Each class specification includes the declaration of the parameters identifying
an instance of the class, the SQL query whose result gives all possible
instances for the above parameters (describing how to produce all instances
of the class), the specification of the data contained in an instance,
and the specification of the hyperlinks from an instance of the respective
class.
-
It proposes a three level caching architecture composed
of DB, XML, and HTML caches. The DB cache allows to cache, in the DBMS,
the results of parameterized SQL computation, under the form of relational
tables, and reuse the results for subsequent requests [2]. This improves
performance of handling database queries, allows for efficient update
propagation, and enables caching of data that are shared among various pages.
Compared to the HTML cache, which caches HTML files
on disk, the XML cache has the advantage of storing less data and allows
for carefully controlling the granularity of the cached data, ranging from
the entire page to fragments of the page. Moreover, it allows to reduce
the load generated on the database by the Web server.
The architecture includes also a manager for each individual cache and
a cache scheduler. The cache managers export the same interface and implement
usual cache operations for data retrieval, addition and removal, which
are triggered following events such as HTTP requests and invalidations.
The scheduler is the major component of the system. It has the task of coordinating
the behavior of the other components. It receives HTTP requests
and redirects them to the cache managers where data relating to a given
page may be retrieved.
-
The runtime behavior of a Web site can be controlled by a
customized
runtime policy so as to make optimal usage of the caches according
to behavioral information such as the users' access patterns. A runtime
policy specifies which kind of data to prefetch or to cache (HTML pages, XML fragments,
relational tables, or any combination of those), which particular items
to prefetch or to cache (e.g. particular HTML pages), and which actions to execute under
different events like page requests, data updates or environmental changes.

| Exercise task |
Continue the passage about the Web site caching architecture with a few more sentences, starting right after its last sentence.

| Stored rows |

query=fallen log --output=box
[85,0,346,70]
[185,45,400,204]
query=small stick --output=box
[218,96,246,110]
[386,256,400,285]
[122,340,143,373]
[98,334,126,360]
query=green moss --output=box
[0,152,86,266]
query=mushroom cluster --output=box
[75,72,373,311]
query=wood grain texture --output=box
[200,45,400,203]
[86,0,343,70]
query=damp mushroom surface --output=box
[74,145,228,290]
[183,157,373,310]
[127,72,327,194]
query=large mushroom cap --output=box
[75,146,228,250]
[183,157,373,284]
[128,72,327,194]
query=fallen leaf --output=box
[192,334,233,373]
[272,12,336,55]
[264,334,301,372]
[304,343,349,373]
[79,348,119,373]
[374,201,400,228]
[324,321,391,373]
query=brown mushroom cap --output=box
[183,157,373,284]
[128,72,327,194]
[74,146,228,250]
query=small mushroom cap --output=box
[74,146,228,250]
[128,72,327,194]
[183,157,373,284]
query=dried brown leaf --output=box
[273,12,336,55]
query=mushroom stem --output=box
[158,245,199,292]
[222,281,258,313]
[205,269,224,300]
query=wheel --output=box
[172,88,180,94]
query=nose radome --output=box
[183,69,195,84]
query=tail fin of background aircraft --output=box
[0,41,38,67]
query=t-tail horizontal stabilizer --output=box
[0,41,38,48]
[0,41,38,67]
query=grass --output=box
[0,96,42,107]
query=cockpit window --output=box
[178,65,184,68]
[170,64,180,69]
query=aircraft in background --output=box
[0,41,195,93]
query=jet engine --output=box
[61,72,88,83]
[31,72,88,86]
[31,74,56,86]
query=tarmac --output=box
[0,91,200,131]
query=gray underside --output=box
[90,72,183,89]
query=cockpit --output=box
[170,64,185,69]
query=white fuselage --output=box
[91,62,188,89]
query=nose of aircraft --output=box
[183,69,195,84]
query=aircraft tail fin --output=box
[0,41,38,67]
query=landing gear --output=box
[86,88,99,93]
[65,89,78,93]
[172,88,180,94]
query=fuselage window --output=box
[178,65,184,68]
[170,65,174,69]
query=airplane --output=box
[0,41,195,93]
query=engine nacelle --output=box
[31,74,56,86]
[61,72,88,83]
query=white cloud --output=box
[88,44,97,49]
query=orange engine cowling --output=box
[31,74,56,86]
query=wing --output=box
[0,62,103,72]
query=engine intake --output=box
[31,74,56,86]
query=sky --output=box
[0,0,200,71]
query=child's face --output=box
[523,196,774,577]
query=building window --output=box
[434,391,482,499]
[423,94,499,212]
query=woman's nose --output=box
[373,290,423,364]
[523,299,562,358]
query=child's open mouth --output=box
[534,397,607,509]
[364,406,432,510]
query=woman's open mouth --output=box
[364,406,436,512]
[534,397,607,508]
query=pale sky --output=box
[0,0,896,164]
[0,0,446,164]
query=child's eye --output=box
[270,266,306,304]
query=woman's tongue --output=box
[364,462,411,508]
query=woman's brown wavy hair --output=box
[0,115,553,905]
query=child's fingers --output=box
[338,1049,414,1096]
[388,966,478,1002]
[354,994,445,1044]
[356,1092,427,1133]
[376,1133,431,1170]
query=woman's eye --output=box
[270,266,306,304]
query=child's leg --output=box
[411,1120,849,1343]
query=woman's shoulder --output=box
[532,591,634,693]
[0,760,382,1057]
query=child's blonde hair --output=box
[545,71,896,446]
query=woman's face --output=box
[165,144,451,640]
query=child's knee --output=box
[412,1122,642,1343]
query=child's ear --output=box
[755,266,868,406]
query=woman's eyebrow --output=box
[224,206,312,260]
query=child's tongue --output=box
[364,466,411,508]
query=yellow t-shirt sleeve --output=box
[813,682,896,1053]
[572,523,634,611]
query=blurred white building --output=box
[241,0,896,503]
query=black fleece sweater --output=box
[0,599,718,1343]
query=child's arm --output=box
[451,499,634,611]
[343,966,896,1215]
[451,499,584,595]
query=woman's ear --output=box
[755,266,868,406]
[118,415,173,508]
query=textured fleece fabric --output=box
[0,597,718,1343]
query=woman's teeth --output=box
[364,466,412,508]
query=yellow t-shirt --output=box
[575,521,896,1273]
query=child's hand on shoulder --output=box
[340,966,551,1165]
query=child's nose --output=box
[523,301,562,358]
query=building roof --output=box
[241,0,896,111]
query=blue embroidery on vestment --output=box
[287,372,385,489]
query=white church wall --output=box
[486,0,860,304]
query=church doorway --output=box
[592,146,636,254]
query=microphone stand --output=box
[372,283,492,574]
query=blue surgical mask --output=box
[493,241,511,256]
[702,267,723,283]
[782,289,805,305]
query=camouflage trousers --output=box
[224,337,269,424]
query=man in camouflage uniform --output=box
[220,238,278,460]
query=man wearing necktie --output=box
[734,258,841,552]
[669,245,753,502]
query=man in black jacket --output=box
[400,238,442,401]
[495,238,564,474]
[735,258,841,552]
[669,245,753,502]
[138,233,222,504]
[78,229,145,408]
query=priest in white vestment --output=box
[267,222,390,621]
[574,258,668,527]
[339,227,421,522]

| Answer to the exercise |
-
Finally, we introduce a high level language, which is WeaveRPL, for the abstract
specification of the cache system's behavior (the specification is similar for the three
caches). The language is based on
event-condition rules. It enables to explicitly specify the global runtime
policies implemented by an individual cache manager for setting overall
features such as the maximum cache size, and the actions to be carried
out upon a global event such as a cache overflow. Furthermore, it builds
upon the declarative Web site specification, and allows the definition
of per-site-class customized caching, basically, how to handle events related
to data retrieval, addition, removal, and staleness.
The foreseen advantage of a 3-level caching architecture, coupled with
runtime policy customization, is that it makes possible to specialize the
runtime behavior of a Web site, according to each user, to the user's context
or to the portion of the Web site being accessed, and to automatically
balance the load of such system.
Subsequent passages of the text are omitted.